— Begin Provided material —

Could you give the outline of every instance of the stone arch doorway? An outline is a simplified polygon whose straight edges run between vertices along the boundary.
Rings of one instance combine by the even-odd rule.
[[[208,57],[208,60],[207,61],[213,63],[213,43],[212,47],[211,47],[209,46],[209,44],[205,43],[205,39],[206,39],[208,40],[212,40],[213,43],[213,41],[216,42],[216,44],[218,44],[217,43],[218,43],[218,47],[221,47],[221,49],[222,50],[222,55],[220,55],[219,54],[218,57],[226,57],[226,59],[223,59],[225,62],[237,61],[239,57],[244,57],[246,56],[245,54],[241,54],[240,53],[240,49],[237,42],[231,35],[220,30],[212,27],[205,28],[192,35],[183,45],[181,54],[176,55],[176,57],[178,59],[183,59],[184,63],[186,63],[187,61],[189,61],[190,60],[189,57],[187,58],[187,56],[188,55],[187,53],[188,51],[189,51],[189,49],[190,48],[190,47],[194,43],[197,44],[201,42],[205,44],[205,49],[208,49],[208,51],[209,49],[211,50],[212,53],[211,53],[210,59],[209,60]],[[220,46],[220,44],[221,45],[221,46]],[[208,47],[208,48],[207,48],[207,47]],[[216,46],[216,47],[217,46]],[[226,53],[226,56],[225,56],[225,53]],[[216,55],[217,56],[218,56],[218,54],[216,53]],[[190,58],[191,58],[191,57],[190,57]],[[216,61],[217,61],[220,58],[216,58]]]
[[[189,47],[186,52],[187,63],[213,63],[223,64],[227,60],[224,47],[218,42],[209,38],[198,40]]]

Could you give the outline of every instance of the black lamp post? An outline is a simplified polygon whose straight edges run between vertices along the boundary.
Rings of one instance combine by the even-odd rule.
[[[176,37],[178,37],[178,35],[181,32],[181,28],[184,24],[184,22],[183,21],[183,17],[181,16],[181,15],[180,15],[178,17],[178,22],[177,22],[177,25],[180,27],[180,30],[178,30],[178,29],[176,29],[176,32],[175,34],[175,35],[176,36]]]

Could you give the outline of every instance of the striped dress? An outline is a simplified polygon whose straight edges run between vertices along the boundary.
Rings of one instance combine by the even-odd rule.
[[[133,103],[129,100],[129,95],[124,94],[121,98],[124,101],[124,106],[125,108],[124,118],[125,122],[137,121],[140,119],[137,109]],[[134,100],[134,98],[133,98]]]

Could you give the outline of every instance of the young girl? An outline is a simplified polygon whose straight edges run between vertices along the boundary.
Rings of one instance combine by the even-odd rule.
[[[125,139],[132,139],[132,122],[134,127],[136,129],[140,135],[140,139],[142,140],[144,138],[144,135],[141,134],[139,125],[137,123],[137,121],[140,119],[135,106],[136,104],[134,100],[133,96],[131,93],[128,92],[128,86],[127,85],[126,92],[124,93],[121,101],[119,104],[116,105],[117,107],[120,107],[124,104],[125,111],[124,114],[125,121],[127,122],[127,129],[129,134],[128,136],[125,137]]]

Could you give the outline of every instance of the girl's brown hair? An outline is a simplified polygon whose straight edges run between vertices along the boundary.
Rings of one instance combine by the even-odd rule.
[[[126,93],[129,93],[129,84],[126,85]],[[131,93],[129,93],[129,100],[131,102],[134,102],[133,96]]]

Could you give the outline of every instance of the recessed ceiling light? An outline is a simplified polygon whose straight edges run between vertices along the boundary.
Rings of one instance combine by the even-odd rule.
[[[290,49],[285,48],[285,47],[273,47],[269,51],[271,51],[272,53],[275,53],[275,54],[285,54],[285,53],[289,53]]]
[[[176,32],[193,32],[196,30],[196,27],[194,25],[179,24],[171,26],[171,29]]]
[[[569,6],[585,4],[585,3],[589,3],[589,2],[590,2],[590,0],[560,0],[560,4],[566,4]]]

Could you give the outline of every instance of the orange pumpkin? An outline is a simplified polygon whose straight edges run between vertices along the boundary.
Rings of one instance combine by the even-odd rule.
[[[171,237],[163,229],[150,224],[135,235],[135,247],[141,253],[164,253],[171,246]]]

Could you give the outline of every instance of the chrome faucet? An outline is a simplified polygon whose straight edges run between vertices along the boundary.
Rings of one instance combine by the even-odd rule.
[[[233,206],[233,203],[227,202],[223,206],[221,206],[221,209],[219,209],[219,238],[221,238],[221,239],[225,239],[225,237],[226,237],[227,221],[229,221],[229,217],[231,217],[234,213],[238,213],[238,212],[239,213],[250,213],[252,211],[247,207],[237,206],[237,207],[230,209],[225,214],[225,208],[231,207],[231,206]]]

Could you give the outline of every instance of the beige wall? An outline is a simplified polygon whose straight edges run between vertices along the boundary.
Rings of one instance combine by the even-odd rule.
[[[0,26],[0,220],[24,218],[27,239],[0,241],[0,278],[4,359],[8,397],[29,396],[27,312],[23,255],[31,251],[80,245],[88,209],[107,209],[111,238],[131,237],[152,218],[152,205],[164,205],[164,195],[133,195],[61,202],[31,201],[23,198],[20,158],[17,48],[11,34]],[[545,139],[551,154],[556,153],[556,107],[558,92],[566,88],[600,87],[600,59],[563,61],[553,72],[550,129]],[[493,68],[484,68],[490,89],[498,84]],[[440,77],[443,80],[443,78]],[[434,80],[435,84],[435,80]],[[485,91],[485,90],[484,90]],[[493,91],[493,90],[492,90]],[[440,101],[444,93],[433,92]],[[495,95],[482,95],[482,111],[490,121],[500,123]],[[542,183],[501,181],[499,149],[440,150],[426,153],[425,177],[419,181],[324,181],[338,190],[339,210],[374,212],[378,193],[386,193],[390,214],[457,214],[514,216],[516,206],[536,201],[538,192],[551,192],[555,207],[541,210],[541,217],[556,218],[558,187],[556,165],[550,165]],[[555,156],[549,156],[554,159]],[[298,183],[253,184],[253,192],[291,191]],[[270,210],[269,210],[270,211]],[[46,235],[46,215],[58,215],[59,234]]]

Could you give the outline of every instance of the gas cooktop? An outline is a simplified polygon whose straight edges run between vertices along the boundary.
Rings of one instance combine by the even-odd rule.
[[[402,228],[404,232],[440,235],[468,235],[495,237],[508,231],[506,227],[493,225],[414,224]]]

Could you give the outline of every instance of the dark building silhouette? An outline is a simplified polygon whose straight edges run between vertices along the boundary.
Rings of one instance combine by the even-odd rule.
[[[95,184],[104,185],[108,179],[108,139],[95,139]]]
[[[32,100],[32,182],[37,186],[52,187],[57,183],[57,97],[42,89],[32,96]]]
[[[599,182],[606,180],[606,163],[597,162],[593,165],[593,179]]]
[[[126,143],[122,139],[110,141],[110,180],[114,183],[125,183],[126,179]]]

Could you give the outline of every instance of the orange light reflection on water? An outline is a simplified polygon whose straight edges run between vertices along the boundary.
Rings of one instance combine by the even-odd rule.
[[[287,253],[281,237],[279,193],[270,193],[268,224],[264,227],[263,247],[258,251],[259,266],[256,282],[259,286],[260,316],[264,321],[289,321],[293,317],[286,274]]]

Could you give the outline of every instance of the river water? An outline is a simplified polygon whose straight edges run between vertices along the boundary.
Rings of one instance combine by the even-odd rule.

— End Provided material —

◆ What to produce
Lay out all of the items above as a numbered list, omitting the blank lines.

◆ Problem solution
1. Could you give the outline of every instance of the stone arch doorway? An outline is a simplified polygon whose straight edges run between vertices along the boundary.
2. Rings of one instance combine by the even-odd rule.
3. [[[208,57],[208,60],[207,61],[213,63],[213,43],[212,47],[211,47],[209,46],[209,44],[205,43],[205,39],[206,39],[208,40],[212,40],[213,43],[213,41],[216,42],[216,44],[218,44],[217,43],[218,43],[218,47],[221,47],[221,49],[222,50],[222,55],[220,55],[219,54],[218,57],[226,57],[226,59],[223,59],[225,62],[237,61],[239,57],[244,57],[246,56],[245,54],[241,54],[240,53],[240,49],[237,42],[231,35],[220,30],[212,27],[205,28],[192,35],[183,45],[181,54],[176,55],[176,57],[178,59],[183,59],[184,63],[186,63],[187,61],[189,61],[190,60],[189,57],[187,58],[187,56],[188,55],[187,53],[188,51],[189,51],[189,49],[190,48],[190,47],[194,43],[197,44],[201,42],[205,44],[205,49],[208,49],[208,51],[209,49],[211,50],[212,53],[211,53],[210,59],[209,60]],[[220,46],[220,44],[221,45],[221,46]],[[208,47],[208,48],[207,48],[207,47]],[[216,46],[216,47],[217,46]],[[226,53],[226,56],[225,56],[225,53]],[[216,55],[217,56],[218,56],[218,54],[216,53]],[[190,58],[191,58],[191,57],[190,57]],[[216,61],[217,61],[220,58],[216,58]]]
4. [[[189,47],[186,52],[187,63],[213,63],[223,64],[227,60],[224,47],[218,42],[209,38],[198,40]]]
5. Could you give the outline of every instance of the black lamp post? An outline is a simplified polygon whose straight edges run between vertices along the boundary.
6. Rings of one instance combine by the even-odd rule.
7. [[[176,37],[178,37],[178,35],[181,32],[181,28],[184,24],[184,22],[183,21],[183,17],[181,16],[181,15],[180,15],[178,17],[178,22],[177,22],[177,25],[180,27],[180,30],[178,30],[178,29],[176,29],[176,32],[175,34],[175,35],[176,36]]]
8. Could you give the outline of every instance of the striped dress? An outline is a simplified polygon whose straight edges run between vertices along the boundary.
9. Rings of one instance combine by the even-odd rule.
10. [[[133,103],[129,100],[129,95],[124,94],[121,98],[124,101],[124,106],[125,108],[124,118],[125,122],[137,121],[140,119],[137,109]],[[134,100],[134,98],[133,98]]]
11. Could you give the outline of every instance of the young girl? An outline is a simplified polygon whose straight edges run between vertices along the boundary.
12. Rings of one instance combine by the even-odd rule.
13. [[[125,139],[132,139],[132,122],[134,127],[136,129],[140,135],[140,139],[142,140],[144,138],[144,135],[141,134],[139,125],[137,123],[137,121],[140,119],[135,106],[136,104],[134,100],[133,96],[131,93],[128,92],[128,86],[127,85],[126,92],[124,93],[121,101],[119,104],[116,105],[117,107],[120,107],[124,104],[125,111],[124,114],[125,121],[127,122],[127,129],[129,134],[128,136],[125,137]]]
14. Could you give the outline of every instance of the girl's brown hair? An outline is a simplified polygon whose straight edges run between vertices along the boundary.
15. Rings of one instance combine by the even-odd rule.
16. [[[126,93],[129,93],[129,84],[126,85]],[[131,93],[129,93],[129,100],[131,102],[134,102],[133,96]]]
17. Could you give the outline of every instance of the recessed ceiling light? An outline is a simplified polygon whose straight edges run between vertices along the boundary.
18. Rings of one instance combine by the even-odd rule.
19. [[[290,49],[285,48],[285,47],[273,47],[269,51],[271,51],[272,53],[275,53],[275,54],[285,54],[285,53],[289,53]]]
20. [[[176,32],[193,32],[196,30],[196,27],[194,25],[179,24],[171,26],[171,29]]]
21. [[[569,6],[585,4],[585,3],[589,3],[589,2],[590,2],[590,0],[560,0],[560,4],[566,4]]]
22. Could you give the outline of every instance of the orange pumpkin? An outline is a simplified polygon whose straight edges run between vertices along the boundary.
23. Rings of one instance combine by the even-odd rule.
24. [[[171,237],[163,229],[150,224],[135,235],[135,247],[141,253],[164,253],[171,246]]]
25. Could you give the outline of every instance of the chrome faucet? An outline is a simplified polygon whose straight edges run between vertices along the boundary.
26. Rings of one instance combine by the even-odd rule.
27. [[[233,206],[233,203],[227,202],[223,206],[221,206],[221,209],[219,209],[219,238],[221,238],[221,239],[225,239],[225,237],[226,237],[227,221],[229,221],[229,217],[231,217],[234,213],[238,213],[238,212],[239,213],[250,213],[252,211],[247,207],[237,206],[237,207],[230,209],[225,214],[225,208],[231,207],[231,206]]]
28. Could you give the outline of every instance of the beige wall? An outline is a simplified polygon whose straight edges run between vertices along the boundary.
29. Rings of one instance combine by the even-odd rule.
30. [[[0,26],[0,220],[24,218],[27,239],[0,241],[0,278],[4,359],[8,397],[29,396],[27,312],[23,255],[31,251],[80,245],[88,209],[107,209],[111,238],[131,237],[152,218],[152,205],[164,205],[164,195],[133,195],[61,202],[31,201],[23,198],[20,158],[17,48],[11,34]],[[545,139],[551,154],[556,153],[556,107],[558,92],[566,88],[600,87],[600,59],[563,61],[553,72],[550,129]],[[493,68],[484,68],[490,89],[498,84]],[[440,77],[443,80],[443,78]],[[434,80],[435,84],[435,80]],[[485,91],[485,90],[484,90]],[[493,91],[493,90],[492,90]],[[440,101],[444,93],[433,92]],[[495,95],[482,95],[482,111],[490,121],[500,123]],[[542,183],[501,181],[499,149],[440,150],[426,153],[425,177],[419,181],[324,181],[338,190],[339,210],[374,212],[378,193],[386,193],[390,214],[457,214],[514,216],[516,206],[536,201],[538,192],[551,192],[555,207],[541,210],[541,217],[556,218],[558,187],[556,165],[550,165]],[[555,156],[549,156],[554,159]],[[298,183],[253,184],[253,192],[291,191]],[[270,210],[269,210],[270,211]],[[46,235],[46,215],[58,215],[59,234]]]
31. Could you give the outline of every instance of the gas cooktop? An outline is a simplified polygon whose straight edges run between vertices along the boundary.
32. Rings of one instance combine by the even-odd rule.
33. [[[402,228],[404,232],[440,235],[468,235],[495,237],[508,231],[506,227],[493,225],[414,224]]]
34. Could you give the outline of every instance of the dark building silhouette? An outline is a simplified polygon whose straight edges run between vertices along the boundary.
35. Rings of one instance combine by the even-odd rule.
36. [[[95,184],[104,185],[108,179],[108,139],[95,139]]]
37. [[[32,100],[32,182],[37,186],[52,187],[57,183],[57,97],[42,89],[32,96]]]
38. [[[599,182],[606,180],[606,163],[597,162],[593,165],[593,179]]]
39. [[[126,143],[122,139],[110,141],[110,180],[114,183],[125,183],[126,179]]]
40. Could you give the outline of every instance of the orange light reflection on water? An outline is a simplified polygon whose straight edges run between vertices along the boundary.
41. Rings of one instance combine by the even-odd rule.
42. [[[287,253],[281,237],[279,193],[270,193],[268,224],[264,227],[263,247],[258,251],[259,266],[256,282],[259,286],[260,316],[264,321],[289,321],[293,317],[286,274]]]
43. Could you give the outline of every instance of the river water? An outline is a simplified polygon whose straight edges run between vertices along the boundary.
44. Rings of one instance combine by the even-odd rule.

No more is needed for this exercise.